• Source
Training a 70B parameter model is no longer reserved for companies with eight-figure compute budgets. But the default path — spinning up 8x H100 Dedicated instances and running for two weeks straight — still costs more than most early-stage teams can justify.
This case study documents how a 12-person AI startup completed a full supervised fine-tuning run of a 70B parameter model using a hybrid Spot-Dedicated GPU strategy. The total cost came in at $11,200 — roughly 73% less than the $41,500 they budgeted for a purely Dedicated approach.
The techniques here aren't theoretical. They're the actual steps, configurations, and failure-recovery patterns the team used across 312 hours of cumulative GPU time on bare metal H100 servers.
The Problem
The team was building a domain-specific legal reasoning model. They had a curated dataset of 2.1 million instruction-response pairs covering contract analysis, regulatory compliance, and case law interpretation. Their base model was Qwen 2.5 72B, chosen for its strong reasoning baseline and open license.
Their initial cost estimate was sobering. Full fine-tuning of a 72B model requires 8x H100 80GB GPUs to hold the model weights, gradients, and optimizer states in memory. At the standard Dedicated rate of $2.00/hr per GPU ($16.00/hr for the 8-GPU node), a 14-day training run would cost approximately $5,376. But that assumed zero restarts, zero failed runs, and zero hyperparameter experimentation — unrealistic for a first-time fine-tuning effort.
Accounting for 2-3 experimental runs and inevitable reruns, their realistic budget sat at $41,500.
The Strategy
The team designed a three-phase approach that used Dedicated instances only when absolutely necessary and ran the bulk of computation on Spot instances.

Data pulled from a collection:

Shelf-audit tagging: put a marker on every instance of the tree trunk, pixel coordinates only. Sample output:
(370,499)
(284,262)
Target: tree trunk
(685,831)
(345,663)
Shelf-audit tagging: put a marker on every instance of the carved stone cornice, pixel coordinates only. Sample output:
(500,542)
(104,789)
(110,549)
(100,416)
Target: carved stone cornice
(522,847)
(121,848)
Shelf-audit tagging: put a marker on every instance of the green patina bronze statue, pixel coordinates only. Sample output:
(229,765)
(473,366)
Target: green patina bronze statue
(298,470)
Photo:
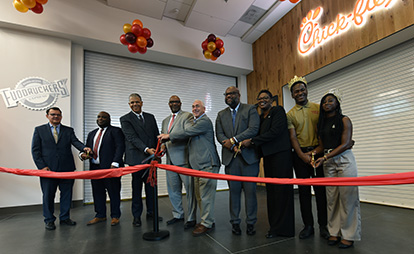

• Directives
A - Output the passage of the fine-tuning case study that opens with the words containing "Training a 70B" and closes with "purely Dedicated approach.".
B - Please pick up the fine-tuning case study right after its final sentence and continue it.
The listing is separate material, apart from the fine-tuning case study.

• Responses in order
A -
Training a 70B parameter model is no longer reserved for companies with eight-figure compute budgets. But the default path — spinning up 8x H100 Dedicated instances and running for two weeks straight — still costs more than most early-stage teams can justify.
This case study documents how a 12-person AI startup completed a full supervised fine-tuning run of a 70B parameter model using a hybrid Spot-Dedicated GPU strategy. The total cost came in at $11,200 — roughly 73% less than the $41,500 they budgeted for a purely Dedicated approach.

B -
Phase 1: Hyperparameter Search on Spot (72 hours)
Before committing to the full training run, they needed to find the right learning rate, warmup schedule, and batch size. This experimentation phase is where most teams burn money — running 5-10 partial training runs that each consume significant GPU hours.
They provisioned 8x H100 Spot instances at $1.49/hr per GPU ($11.92/hr total). Over three days, they ran 8 experimental configurations, each training for 2,000 steps — enough to see loss curve trajectories and catch obvious problems like gradient explosions or learning rate mismatches.
Spot instances were interrupted twice during this phase. Each interruption cost them roughly 30 minutes of re-provisioning and checkpoint loading — negligible compared to the savings. The key was their checkpointing setup (detailed below), which saved state every 200 steps.
Phase 1 cost: 72 hours × $11.92/hr = $858
Phase 2: Full Training Run on Spot with Automated Failover (216 hours)
With hyperparameters locked, they launched the full fine-tuning run on Spot instances. The critical infrastructure decision was building an automated checkpoint-and-resume pipeline that could handle Spot interruptions without human intervention.
Their pipeline worked in three layers.
Layer 1 — Aggressive checkpointing. They configured the training script to save a full checkpoint every 500 steps and a lightweight "resume checkpoint" (optimizer state + step counter + RNG state, no full model weights) every 100 steps. Full checkpoints were written to network-attached storage that persisted across instance restarts.
Layer 2 — Health monitoring. A lightweight monitoring script polled nvidia-smi every 30 seconds and tracked training throughput (tokens/sec). If throughput dropped below 60% of baseline for more than 2 minutes, it triggered an early checkpoint save before the instance was reclaimed.
Layer 3 — Automated re-provisioning. When a Spot instance was reclaimed, their provisioning script automatically requested a new 8x H100 Spot node. Once provisioned (typically 2-8 minutes), the training script resumed from the latest checkpoint with no manual intervention.
Over the 216-hour training phase, they experienced 7 Spot interruptions. Average recovery time was 11 minutes. Total lost compute from interruptions: approximately 4.2 hours.
Phase 2 cost: 216 hours × $11.92/hr = $2,575
Phase 3: Final Validation on Dedicated (24 hours)
For the final evaluation and benchmark runs, they switched to Dedicated instances. This phase required stable, uninterrupted compute for consistent benchmark results — running the fine-tuned model through their evaluation suite of 15,000 test cases covering contract clause identification, regulatory risk scoring, and case law retrieval.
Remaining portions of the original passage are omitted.